--- Yazılı istek 1 ---
Nuh Suresi hakkındaki metne göre Hz. Nuh, kavminin arasında kaç sene İslam'ı anlatmıştır?
--- Yazılı istek 2 ---
Nuh Suresi hakkındaki metinde "İnsanlık tarihini Peygamberle" sözlerini içeren yerle başlayıp "insanlara İslam'ı anlatır." ile biten bölümü aynen yazın.

--- Okunacak bölüm ---
NUH SURESİ 2

 


NUH SURESİ

 

Bu sure de Mekke'de nazil olmuştur. Yirmisekiz ayettir.

Allah (c.c) Hz. Ademle beraber, kıyamete kadar gelecek olan insan­ları bir yarışa sokmuştur. Bu duruma Kur'ân-ı Kerim'de, "Cennete doğru yarış yapınız"[1] şeklinde ifade ederek, mü­sabakalar tertib etmemiz gerektiğine işaret edilmiş.

Karanlıkların, dikenlerin, pisliklerin olduğu, insanı yolundan alıkoy­duğu, çok cazibeli şeylerin de bulunduğu bu dünyada, nerelerde dura­cağımız, nerelerde koşacağımız ve nasıl varacağımız konusunda da: Allah (c.c) peygamberlerini göndermiştir.

İnsanlık tarihini Peygamberle başlatmıştır. Arkasından da peygam­berler gelmeye devam etmiştir. İşte onlardan bir tanesi de Nuh(a.s.)'dır.

Allah (c.c) Nuh'u (a.s.) peygamber olarak gönderir. O Rabbinin verdiği görevi yılmadan, usanmadan, bıkmadan, 950 sene kavminin arasında insanlara İslam'ı anlatır.

Bu bize neyi anlatır? İslâmi hizmetlerde bulunan bazı kardeşlerim, imansızlardan birine bir defa gidiyor. Fakat gittiğinde yüz bulmadığı gibi tam tersine tersleniyor ve gelmemesi isteniyor. Bu kardeşimiz de bir daha gitmiyor.

Hz. Nuh (A.S) kavminin arasında 950 sene İslâm'ı anlatmaya de­vam etmiştir. İşte Allah (c.c) "Nuh Suresi" diye isimlendirilen bu süre de Nuh (A.S)'ın hayatından bize bir bölüm veriyor.[2]

 

1- Kendilerine acıklı bir azap gelmeden önce, "kavmini uyar" diye Nuh'u kavmine Peygamber olarak gönderdik.

2- Dedi ki: "Ey kavmim, ben size apaçık bir uyarıcıyım.

(Veri satırları)

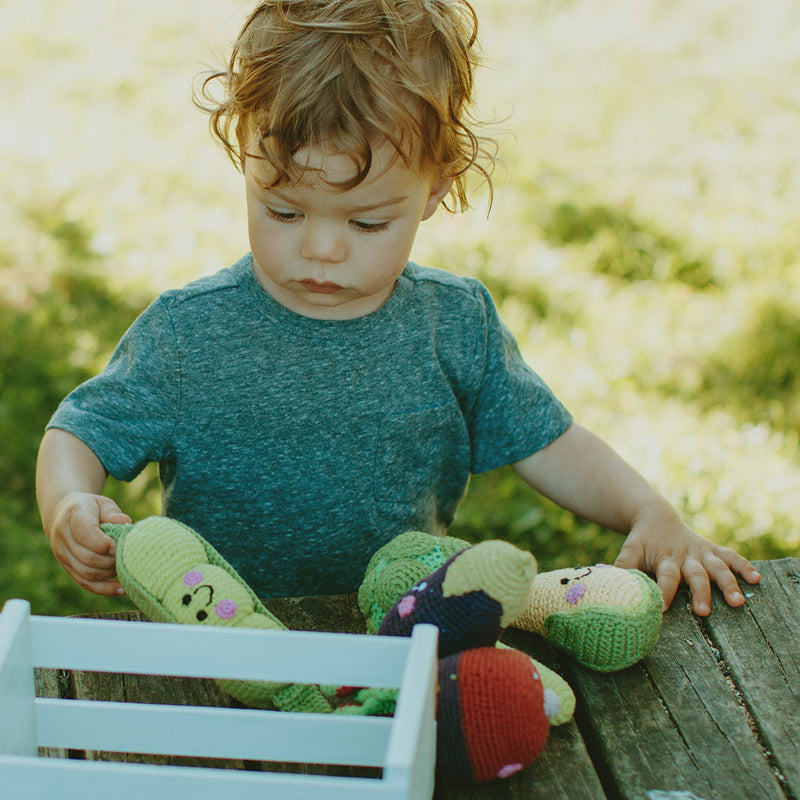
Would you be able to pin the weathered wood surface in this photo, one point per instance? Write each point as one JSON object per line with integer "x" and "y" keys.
{"x": 713, "y": 713}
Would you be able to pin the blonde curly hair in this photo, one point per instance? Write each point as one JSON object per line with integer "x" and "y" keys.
{"x": 353, "y": 75}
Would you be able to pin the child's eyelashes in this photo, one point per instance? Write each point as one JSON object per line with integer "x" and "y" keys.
{"x": 370, "y": 227}
{"x": 282, "y": 216}
{"x": 362, "y": 225}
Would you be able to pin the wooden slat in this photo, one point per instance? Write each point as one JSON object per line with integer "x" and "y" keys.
{"x": 673, "y": 722}
{"x": 55, "y": 684}
{"x": 759, "y": 649}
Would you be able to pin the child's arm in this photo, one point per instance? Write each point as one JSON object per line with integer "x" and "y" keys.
{"x": 583, "y": 474}
{"x": 69, "y": 485}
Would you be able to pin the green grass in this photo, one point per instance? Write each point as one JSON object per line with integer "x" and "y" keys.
{"x": 642, "y": 245}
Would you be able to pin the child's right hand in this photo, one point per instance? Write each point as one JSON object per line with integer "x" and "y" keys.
{"x": 86, "y": 553}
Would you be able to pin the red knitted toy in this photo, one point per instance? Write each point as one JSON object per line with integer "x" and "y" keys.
{"x": 491, "y": 719}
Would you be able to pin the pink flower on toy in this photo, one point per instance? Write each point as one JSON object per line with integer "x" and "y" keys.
{"x": 226, "y": 609}
{"x": 575, "y": 592}
{"x": 509, "y": 769}
{"x": 193, "y": 577}
{"x": 406, "y": 605}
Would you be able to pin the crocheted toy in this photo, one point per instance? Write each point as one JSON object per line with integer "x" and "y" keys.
{"x": 495, "y": 705}
{"x": 397, "y": 566}
{"x": 491, "y": 715}
{"x": 605, "y": 617}
{"x": 471, "y": 598}
{"x": 173, "y": 575}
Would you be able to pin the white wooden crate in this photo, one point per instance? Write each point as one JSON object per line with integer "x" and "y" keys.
{"x": 403, "y": 746}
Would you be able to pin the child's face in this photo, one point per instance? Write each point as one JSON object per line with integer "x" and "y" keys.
{"x": 332, "y": 254}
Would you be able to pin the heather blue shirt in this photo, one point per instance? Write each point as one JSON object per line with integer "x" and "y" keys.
{"x": 297, "y": 446}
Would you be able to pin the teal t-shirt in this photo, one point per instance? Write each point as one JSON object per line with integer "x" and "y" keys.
{"x": 297, "y": 446}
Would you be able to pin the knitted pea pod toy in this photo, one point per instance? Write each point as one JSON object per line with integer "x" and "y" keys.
{"x": 174, "y": 575}
{"x": 495, "y": 705}
{"x": 605, "y": 617}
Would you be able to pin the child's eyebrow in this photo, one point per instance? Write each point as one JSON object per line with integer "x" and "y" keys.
{"x": 382, "y": 204}
{"x": 356, "y": 209}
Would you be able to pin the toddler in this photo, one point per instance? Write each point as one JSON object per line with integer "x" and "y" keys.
{"x": 324, "y": 393}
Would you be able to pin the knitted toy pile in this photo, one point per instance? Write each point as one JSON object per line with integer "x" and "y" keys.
{"x": 495, "y": 705}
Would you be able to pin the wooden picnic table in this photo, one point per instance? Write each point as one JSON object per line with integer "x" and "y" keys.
{"x": 713, "y": 713}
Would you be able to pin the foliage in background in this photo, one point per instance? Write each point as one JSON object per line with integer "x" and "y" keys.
{"x": 643, "y": 243}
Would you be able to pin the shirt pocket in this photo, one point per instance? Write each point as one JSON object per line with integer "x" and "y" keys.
{"x": 419, "y": 453}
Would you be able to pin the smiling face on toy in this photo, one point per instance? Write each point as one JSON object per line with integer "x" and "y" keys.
{"x": 209, "y": 595}
{"x": 566, "y": 589}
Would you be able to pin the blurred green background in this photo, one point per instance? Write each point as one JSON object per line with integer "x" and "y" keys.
{"x": 643, "y": 243}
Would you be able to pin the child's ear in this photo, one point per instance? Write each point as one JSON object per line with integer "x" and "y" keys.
{"x": 439, "y": 189}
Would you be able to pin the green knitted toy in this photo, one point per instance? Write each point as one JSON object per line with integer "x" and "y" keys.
{"x": 173, "y": 575}
{"x": 605, "y": 617}
{"x": 397, "y": 566}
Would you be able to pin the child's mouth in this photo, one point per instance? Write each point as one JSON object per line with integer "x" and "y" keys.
{"x": 321, "y": 288}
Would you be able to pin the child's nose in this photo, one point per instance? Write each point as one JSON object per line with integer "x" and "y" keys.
{"x": 323, "y": 242}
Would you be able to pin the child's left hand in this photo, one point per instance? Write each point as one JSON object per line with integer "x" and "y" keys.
{"x": 661, "y": 544}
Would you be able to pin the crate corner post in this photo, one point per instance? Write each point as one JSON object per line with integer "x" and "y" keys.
{"x": 17, "y": 694}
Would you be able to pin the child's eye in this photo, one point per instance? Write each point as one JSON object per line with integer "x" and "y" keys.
{"x": 282, "y": 216}
{"x": 370, "y": 227}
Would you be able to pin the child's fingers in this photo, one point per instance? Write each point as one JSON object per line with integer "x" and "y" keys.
{"x": 631, "y": 555}
{"x": 699, "y": 583}
{"x": 668, "y": 578}
{"x": 738, "y": 563}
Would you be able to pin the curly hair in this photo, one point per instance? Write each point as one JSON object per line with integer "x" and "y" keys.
{"x": 352, "y": 75}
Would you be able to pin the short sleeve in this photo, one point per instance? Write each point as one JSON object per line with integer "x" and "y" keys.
{"x": 514, "y": 413}
{"x": 126, "y": 414}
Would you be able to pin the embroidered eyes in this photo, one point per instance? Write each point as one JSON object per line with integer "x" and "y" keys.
{"x": 224, "y": 609}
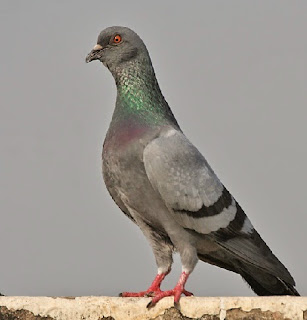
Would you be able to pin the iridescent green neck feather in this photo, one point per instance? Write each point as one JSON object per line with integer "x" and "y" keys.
{"x": 139, "y": 98}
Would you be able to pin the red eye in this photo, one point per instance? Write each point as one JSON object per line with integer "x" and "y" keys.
{"x": 117, "y": 39}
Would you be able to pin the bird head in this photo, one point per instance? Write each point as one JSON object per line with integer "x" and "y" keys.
{"x": 117, "y": 46}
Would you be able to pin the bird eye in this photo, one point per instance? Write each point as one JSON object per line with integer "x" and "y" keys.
{"x": 117, "y": 39}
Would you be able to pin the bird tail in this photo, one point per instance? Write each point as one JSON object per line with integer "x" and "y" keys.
{"x": 266, "y": 284}
{"x": 261, "y": 281}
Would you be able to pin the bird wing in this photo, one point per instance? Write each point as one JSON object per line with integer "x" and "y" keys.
{"x": 199, "y": 202}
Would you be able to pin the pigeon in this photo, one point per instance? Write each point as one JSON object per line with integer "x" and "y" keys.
{"x": 160, "y": 180}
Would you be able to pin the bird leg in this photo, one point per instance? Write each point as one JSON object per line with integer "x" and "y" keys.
{"x": 152, "y": 291}
{"x": 176, "y": 292}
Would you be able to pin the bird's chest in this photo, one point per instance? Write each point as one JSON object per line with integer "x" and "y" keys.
{"x": 122, "y": 162}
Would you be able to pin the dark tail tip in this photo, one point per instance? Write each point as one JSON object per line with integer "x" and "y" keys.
{"x": 264, "y": 284}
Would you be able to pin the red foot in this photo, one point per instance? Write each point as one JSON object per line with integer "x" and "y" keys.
{"x": 152, "y": 291}
{"x": 176, "y": 292}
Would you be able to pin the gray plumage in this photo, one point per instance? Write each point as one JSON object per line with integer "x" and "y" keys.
{"x": 163, "y": 183}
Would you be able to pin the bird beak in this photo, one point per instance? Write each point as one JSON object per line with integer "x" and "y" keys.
{"x": 95, "y": 54}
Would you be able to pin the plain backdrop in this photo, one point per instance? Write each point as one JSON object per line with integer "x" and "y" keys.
{"x": 234, "y": 73}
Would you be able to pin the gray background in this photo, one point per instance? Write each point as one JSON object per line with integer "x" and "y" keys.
{"x": 234, "y": 73}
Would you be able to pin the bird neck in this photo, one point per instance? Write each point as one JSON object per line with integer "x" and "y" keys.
{"x": 139, "y": 98}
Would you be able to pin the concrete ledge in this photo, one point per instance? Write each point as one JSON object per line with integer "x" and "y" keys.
{"x": 109, "y": 308}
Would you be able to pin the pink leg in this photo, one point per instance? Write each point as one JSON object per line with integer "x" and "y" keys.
{"x": 152, "y": 291}
{"x": 176, "y": 292}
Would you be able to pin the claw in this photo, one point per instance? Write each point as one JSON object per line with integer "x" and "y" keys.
{"x": 176, "y": 292}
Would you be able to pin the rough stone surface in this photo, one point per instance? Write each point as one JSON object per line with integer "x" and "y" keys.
{"x": 254, "y": 314}
{"x": 191, "y": 308}
{"x": 9, "y": 314}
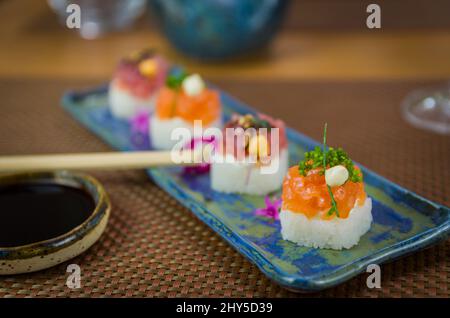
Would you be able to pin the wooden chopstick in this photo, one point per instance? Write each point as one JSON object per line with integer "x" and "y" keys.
{"x": 94, "y": 161}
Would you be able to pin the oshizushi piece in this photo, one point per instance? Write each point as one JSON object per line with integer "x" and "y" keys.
{"x": 261, "y": 167}
{"x": 136, "y": 82}
{"x": 184, "y": 100}
{"x": 325, "y": 208}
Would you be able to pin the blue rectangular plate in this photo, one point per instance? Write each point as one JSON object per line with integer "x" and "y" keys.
{"x": 403, "y": 221}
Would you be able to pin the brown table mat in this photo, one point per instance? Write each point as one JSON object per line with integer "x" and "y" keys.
{"x": 155, "y": 247}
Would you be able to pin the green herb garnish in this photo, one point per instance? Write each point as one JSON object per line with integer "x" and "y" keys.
{"x": 327, "y": 158}
{"x": 333, "y": 208}
{"x": 334, "y": 157}
{"x": 174, "y": 81}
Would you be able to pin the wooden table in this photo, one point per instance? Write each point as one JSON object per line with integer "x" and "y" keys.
{"x": 34, "y": 45}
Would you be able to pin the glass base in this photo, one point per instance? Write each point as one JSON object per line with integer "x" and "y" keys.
{"x": 429, "y": 109}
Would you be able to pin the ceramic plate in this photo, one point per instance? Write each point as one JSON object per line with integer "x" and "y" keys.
{"x": 403, "y": 221}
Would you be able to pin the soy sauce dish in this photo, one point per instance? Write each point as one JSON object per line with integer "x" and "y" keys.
{"x": 48, "y": 218}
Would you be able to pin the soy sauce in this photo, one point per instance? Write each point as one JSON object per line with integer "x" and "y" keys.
{"x": 33, "y": 212}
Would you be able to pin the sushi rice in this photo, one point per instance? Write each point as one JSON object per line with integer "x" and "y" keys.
{"x": 231, "y": 176}
{"x": 337, "y": 233}
{"x": 125, "y": 105}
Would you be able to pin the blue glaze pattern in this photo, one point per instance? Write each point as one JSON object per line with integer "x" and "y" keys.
{"x": 403, "y": 221}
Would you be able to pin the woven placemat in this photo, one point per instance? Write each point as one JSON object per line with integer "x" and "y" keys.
{"x": 155, "y": 247}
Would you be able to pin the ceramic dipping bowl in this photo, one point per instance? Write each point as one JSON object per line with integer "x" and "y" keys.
{"x": 76, "y": 233}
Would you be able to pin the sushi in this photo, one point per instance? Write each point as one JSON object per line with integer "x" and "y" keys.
{"x": 324, "y": 204}
{"x": 249, "y": 172}
{"x": 135, "y": 84}
{"x": 183, "y": 102}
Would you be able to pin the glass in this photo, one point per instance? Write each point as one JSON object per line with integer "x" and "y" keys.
{"x": 429, "y": 109}
{"x": 100, "y": 16}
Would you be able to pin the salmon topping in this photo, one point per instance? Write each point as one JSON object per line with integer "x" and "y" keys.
{"x": 175, "y": 103}
{"x": 309, "y": 194}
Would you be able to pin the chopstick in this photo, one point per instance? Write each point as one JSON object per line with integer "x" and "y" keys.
{"x": 94, "y": 161}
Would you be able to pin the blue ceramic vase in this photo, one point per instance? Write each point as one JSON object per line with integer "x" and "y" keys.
{"x": 218, "y": 29}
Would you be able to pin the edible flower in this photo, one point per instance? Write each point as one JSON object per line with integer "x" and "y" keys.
{"x": 271, "y": 210}
{"x": 139, "y": 127}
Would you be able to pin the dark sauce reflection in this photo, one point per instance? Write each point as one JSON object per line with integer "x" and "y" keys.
{"x": 33, "y": 212}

--- Sorunun çözümü 1 ---
950 sene.

--- Sorunun çözümü 2 ---
İnsanlık tarihini Peygamberle başlatmıştır. Arkasından da peygam­berler gelmeye devam etmiştir. İşte onlardan bir tanesi de Nuh(a.s.)'dır.

Allah (c.c) Nuh'u (a.s.) peygamber olarak gönderir. O Rabbinin verdiği görevi yılmadan, usanmadan, bıkmadan, 950 sene kavminin arasında insanlara İslam'ı anlatır.